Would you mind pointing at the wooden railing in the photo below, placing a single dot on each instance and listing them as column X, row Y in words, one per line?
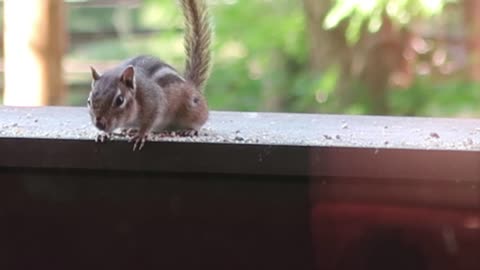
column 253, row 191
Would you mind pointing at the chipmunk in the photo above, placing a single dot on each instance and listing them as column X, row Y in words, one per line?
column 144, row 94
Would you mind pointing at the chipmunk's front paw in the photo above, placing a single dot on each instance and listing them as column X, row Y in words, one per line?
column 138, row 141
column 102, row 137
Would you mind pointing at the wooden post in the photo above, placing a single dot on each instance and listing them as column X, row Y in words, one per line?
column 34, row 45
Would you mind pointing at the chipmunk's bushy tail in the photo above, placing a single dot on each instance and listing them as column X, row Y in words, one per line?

## Your objective
Nothing but the lines from the one containing "Would you mind pointing at the chipmunk in" to the end of the material should be printed, each exactly as written.

## Result below
Would you mind pointing at the chipmunk in the photo above, placing a single dot on each instance and listing them as column X, row Y in words, one per line?
column 144, row 94
Would you mind pointing at the chipmunk's front paw in the photo above, placing a single dot on each instance and listing them as column X, row Y in words, one per line?
column 138, row 141
column 102, row 137
Would you mind pointing at the wooden post in the photo above, placing a single dot on each instance and listing them as column X, row Y in words, one per line?
column 34, row 45
Would you mind pointing at the chipmunk's bushy tail in the photo above, placing a single dot on each instance and listing them as column X, row Y in words, one per line?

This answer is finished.